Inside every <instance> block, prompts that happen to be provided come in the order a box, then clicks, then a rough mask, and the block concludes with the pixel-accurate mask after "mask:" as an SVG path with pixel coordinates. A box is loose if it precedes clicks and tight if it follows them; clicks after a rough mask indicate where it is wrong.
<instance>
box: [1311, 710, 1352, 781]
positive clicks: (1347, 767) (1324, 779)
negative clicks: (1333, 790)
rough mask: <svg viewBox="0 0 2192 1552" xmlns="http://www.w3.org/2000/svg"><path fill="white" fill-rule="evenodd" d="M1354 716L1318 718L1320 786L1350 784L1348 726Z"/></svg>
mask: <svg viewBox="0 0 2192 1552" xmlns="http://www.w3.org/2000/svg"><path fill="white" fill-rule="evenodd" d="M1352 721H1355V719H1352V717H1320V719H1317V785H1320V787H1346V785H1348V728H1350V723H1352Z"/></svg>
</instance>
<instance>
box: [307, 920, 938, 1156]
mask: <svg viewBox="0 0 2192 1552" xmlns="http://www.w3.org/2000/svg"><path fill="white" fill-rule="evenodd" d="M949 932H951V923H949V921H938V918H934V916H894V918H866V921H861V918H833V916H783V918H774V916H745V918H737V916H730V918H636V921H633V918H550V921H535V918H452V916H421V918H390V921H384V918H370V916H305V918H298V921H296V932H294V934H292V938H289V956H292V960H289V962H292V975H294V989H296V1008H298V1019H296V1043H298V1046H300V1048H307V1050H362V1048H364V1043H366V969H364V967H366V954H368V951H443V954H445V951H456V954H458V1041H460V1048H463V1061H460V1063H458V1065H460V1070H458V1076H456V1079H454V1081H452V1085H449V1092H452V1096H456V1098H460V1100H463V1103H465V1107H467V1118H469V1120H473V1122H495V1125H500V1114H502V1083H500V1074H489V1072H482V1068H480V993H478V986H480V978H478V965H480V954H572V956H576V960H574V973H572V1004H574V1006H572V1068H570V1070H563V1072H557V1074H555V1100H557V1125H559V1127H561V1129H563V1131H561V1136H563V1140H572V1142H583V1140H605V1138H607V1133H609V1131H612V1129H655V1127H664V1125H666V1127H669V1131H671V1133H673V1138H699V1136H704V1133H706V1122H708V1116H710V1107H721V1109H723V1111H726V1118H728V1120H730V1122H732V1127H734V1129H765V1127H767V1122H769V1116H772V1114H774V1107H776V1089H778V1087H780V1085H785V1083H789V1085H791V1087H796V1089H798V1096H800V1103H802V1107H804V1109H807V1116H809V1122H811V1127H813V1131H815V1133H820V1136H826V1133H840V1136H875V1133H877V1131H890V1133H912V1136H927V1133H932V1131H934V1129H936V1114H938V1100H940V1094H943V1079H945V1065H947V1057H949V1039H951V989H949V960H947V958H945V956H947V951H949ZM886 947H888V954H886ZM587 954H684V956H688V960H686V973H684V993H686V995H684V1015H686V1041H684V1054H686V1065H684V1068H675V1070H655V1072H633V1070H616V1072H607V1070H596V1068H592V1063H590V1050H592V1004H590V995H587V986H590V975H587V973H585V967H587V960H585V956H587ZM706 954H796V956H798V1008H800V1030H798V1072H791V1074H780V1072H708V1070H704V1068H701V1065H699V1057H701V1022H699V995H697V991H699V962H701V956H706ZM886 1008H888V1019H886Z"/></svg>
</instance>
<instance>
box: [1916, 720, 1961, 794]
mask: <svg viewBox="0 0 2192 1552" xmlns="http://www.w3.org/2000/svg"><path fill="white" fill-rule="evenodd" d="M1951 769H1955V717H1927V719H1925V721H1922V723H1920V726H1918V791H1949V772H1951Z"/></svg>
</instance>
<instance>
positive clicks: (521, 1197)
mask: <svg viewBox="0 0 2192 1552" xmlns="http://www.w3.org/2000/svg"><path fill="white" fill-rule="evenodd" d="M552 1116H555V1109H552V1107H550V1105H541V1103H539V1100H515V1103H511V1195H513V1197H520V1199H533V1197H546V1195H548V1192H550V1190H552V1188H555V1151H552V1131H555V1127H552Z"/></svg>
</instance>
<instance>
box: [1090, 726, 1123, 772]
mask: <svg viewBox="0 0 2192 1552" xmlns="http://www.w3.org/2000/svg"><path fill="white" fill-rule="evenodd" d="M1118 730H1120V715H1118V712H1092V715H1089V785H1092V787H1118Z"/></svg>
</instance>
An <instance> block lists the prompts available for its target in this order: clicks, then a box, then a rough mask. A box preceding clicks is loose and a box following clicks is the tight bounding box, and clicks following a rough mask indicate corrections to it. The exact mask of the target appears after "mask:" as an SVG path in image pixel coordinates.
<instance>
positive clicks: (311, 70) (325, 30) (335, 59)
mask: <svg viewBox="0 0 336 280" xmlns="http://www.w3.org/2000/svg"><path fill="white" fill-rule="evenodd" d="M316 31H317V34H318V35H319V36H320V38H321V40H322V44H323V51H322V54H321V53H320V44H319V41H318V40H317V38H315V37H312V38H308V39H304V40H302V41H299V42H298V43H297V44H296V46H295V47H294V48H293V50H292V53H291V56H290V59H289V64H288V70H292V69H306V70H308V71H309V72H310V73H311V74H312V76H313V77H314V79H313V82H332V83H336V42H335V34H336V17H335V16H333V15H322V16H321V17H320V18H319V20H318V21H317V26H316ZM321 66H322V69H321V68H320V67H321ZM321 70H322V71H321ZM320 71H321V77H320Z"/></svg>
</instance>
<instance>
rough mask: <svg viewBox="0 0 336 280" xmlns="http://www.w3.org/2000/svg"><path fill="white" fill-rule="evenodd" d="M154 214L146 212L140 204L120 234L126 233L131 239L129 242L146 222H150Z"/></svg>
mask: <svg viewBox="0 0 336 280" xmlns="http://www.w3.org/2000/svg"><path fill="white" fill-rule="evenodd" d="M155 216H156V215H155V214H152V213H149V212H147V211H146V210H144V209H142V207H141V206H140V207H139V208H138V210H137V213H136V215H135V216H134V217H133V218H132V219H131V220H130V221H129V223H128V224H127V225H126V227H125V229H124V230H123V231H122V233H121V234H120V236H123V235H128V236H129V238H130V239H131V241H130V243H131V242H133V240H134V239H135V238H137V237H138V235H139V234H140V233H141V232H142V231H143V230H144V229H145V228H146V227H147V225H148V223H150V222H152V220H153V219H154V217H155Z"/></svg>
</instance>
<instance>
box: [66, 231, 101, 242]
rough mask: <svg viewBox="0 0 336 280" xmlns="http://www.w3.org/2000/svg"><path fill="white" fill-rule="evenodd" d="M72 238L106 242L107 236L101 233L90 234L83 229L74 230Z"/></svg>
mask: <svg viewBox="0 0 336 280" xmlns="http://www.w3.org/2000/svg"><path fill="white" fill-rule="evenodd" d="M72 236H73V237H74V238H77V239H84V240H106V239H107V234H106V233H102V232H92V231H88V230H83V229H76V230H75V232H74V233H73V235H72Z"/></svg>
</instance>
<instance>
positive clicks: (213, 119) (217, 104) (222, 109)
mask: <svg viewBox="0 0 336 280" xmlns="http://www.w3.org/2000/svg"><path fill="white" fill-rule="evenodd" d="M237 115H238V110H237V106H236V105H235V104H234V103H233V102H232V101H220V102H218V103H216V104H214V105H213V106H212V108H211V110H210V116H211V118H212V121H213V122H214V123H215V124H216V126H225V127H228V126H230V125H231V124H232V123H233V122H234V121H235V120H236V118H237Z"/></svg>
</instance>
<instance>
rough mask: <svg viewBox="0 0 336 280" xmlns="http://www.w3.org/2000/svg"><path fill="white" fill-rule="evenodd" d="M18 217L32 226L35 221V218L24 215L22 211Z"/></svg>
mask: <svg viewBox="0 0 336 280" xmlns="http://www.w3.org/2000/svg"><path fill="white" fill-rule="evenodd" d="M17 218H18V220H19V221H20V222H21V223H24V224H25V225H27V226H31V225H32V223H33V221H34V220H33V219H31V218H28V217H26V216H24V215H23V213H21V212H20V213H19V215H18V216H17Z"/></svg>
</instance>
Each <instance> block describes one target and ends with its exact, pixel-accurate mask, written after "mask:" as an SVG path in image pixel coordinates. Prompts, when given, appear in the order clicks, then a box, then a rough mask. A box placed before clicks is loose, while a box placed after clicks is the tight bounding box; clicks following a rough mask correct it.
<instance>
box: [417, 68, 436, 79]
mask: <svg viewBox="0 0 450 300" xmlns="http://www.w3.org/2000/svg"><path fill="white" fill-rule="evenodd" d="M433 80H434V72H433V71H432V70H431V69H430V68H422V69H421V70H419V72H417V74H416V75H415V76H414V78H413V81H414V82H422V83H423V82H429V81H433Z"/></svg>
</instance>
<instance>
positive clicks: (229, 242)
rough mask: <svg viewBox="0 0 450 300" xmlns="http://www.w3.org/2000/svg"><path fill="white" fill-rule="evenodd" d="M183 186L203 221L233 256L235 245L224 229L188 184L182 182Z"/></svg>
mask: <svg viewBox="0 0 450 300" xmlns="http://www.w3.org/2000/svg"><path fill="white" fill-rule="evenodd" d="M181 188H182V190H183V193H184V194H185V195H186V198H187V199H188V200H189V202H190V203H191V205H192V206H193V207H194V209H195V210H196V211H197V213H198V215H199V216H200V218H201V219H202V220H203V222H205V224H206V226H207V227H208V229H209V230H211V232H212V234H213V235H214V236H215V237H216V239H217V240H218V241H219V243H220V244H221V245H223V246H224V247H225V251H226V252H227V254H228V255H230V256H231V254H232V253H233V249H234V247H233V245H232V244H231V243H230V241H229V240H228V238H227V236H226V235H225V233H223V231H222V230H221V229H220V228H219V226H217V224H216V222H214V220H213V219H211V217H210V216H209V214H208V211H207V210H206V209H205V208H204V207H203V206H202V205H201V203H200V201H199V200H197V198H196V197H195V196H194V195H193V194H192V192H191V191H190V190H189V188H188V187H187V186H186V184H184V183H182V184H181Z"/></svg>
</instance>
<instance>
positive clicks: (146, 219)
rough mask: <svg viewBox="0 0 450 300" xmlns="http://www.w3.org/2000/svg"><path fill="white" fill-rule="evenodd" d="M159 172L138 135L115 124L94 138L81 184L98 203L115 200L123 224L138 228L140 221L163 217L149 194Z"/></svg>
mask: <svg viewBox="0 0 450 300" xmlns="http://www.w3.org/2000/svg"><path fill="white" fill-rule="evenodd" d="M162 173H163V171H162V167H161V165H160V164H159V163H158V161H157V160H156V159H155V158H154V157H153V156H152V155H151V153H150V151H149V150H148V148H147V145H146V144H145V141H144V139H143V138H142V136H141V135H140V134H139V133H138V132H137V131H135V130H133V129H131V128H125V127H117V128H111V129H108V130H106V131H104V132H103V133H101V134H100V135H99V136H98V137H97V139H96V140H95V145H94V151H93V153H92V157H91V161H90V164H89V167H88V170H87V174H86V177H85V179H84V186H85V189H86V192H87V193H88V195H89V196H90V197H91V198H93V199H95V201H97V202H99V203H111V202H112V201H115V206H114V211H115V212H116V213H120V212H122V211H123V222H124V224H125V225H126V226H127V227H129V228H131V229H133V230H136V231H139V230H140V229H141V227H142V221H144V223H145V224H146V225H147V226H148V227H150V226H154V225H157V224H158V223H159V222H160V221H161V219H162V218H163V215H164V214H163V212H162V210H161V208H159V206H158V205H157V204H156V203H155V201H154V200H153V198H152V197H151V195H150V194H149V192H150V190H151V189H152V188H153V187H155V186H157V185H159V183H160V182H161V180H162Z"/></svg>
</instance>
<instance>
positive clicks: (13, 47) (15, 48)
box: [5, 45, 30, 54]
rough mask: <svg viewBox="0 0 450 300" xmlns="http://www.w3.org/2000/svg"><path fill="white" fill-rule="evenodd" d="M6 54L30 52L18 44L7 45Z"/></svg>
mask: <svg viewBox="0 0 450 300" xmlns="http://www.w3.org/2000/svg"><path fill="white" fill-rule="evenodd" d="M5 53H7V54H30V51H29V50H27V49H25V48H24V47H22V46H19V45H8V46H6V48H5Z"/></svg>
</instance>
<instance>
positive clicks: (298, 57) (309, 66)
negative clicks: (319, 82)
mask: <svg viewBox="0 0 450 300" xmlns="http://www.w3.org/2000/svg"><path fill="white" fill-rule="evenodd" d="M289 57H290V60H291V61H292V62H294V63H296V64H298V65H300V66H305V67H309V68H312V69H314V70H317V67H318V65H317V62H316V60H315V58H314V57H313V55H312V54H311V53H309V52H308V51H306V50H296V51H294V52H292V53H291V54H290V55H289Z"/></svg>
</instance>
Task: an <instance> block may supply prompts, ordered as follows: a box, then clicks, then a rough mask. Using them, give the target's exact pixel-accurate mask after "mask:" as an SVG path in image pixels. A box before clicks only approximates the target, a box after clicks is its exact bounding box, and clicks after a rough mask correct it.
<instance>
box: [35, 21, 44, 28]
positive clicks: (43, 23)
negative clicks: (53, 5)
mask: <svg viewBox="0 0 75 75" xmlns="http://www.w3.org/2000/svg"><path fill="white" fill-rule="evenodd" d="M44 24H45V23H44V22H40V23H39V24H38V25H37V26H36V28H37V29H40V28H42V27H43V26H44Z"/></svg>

• • • • • • •

▸ **Aim of the task**
Format the records above, from their first line through the line containing "negative clicks: (1333, 790)", as a numbered list with one line per item, leaving out any blank lines.

▸ **Written response**
1. Inside every <instance> block, prompts that happen to be provided come in the order a box, then clicks, then a rough mask, and the block concludes with the pixel-accurate mask after "mask:" as an SVG path with pixel coordinates. A box is loose if it precedes clicks and tight if it follows them; clicks after a rough mask indicate where it is wrong.
2. <instance>
3. box: [1311, 710, 1352, 781]
4. positive clicks: (1347, 767) (1324, 779)
5. negative clicks: (1333, 790)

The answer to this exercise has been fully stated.